### Text:
>>
This jar is one of the five pieces Reitz made for the 30 x 5 Holiday Invitational at AKAR Gallery, 257 Iowa Ave., which begins today and runs throughout the holiday season. Reitz is one of the 30 artists who made five pieces of pottery for the event, altogether creating 150 ceramic pieces. Their creations will be on sale at the gallery with prices ranging from $50 to $4,000.

Sanjay Jani, a co-owner of AKAR, said the event is special because it showcases the diversity of the artists.

"This 30 x 5 represents a wide variety of potters," he said. "The idea is to have 30 different artists who represent a huge diversity cost-wise, stylistically, and in age and experience."

This is the 10th year AKAR has held the holiday invitational, and this year's theme is wood-fired ceramics.

Wood-firing is the process of baking a piece of clay artwork in a wood-fueled kiln for many days.

With this practice, the ashes from the wood leave their mark on the clay and blend in with the glaze, which creates a particular finish not seen in other forms of ceramics.

Jani said wood firing allows the outside of the pottery to "tell the story by which the art pieces were created."

"[The 30 x 5 Holiday Invitational] celebrates the variety and especially the richness of wood-fired ceramics and the process of wood-firing," he said.

Reitz was happy this theme was chosen for his second year participating in 30 x 5.

"I like the process of wood-firing and taking a utilitarian concept of a container and making it into an art object," the 81-year-old said.

Reitz made two free-form bowls and three jars for the event this year, all of which were made in a wood-fueled kiln in his studio, Sycamore Clay. This potter of 53 years said his favorite creation for the invitational was a tiny jar.

"One of the most memorable pieces from 30 x 5 is the small lidded jar that is altered to reflect the process and the softness of clay in a hard rock form," Reitz said. "It is a great piece for the wood-firing form because it accepted what the wood wanted to offer it."
<<
### Provided data:
>>
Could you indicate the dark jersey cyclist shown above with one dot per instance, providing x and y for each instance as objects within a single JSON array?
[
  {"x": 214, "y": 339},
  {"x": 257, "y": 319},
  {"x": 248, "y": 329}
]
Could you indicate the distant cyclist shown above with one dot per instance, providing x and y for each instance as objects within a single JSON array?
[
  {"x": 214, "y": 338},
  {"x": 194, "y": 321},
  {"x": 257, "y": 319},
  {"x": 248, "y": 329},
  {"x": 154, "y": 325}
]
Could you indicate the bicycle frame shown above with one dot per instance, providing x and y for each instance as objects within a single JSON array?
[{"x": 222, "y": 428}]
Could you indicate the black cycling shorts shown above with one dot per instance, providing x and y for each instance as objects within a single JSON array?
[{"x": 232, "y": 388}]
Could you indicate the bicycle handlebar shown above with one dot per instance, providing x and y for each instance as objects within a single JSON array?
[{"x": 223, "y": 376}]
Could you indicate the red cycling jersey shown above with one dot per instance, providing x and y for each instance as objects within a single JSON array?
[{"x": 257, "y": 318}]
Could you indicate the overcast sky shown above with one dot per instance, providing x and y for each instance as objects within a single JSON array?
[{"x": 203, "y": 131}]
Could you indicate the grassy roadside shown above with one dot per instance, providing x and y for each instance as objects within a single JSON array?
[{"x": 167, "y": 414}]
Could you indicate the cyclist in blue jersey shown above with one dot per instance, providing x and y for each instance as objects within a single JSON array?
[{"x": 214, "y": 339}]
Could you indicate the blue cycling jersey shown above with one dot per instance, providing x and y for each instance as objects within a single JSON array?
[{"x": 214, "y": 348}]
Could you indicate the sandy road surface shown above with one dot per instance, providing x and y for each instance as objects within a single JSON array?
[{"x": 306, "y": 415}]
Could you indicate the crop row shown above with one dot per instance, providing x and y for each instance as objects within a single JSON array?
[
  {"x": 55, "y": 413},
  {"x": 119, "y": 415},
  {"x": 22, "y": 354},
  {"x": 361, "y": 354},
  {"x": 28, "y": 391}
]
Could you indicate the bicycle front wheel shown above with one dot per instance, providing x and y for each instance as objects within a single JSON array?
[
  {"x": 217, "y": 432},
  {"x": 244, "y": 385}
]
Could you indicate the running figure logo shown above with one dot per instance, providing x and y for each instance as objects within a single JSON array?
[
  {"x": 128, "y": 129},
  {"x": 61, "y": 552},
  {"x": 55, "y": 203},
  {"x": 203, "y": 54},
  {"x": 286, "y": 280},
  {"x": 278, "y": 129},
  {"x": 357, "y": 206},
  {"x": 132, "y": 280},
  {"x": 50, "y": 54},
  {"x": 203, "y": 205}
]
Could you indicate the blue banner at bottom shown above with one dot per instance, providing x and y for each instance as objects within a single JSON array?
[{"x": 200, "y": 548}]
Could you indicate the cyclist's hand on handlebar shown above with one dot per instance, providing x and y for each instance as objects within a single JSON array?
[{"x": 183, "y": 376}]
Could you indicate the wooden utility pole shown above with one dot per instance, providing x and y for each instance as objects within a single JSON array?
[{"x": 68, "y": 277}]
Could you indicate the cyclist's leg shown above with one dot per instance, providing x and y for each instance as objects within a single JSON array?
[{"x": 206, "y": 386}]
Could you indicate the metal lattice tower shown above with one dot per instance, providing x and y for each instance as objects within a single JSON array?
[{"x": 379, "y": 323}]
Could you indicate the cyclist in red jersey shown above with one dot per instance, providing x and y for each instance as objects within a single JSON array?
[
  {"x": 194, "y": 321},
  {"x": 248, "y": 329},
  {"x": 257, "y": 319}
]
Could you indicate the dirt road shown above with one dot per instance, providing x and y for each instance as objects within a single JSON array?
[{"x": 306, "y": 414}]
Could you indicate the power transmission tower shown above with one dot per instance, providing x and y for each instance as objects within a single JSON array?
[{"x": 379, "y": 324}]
<<
### Aim of the exercise:
Could you write out, word for word, the stretch of the pottery article from "Wood-firing is the" through "participating in 30 x 5."? Work from the pottery article alone.

### Answer for the task:
Wood-firing is the process of baking a piece of clay artwork in a wood-fueled kiln for many days.

With this practice, the ashes from the wood leave their mark on the clay and blend in with the glaze, which creates a particular finish not seen in other forms of ceramics.

Jani said wood firing allows the outside of the pottery to "tell the story by which the art pieces were created."

"[The 30 x 5 Holiday Invitational] celebrates the variety and especially the richness of wood-fired ceramics and the process of wood-firing," he said.

Reitz was happy this theme was chosen for his second year participating in 30 x 5.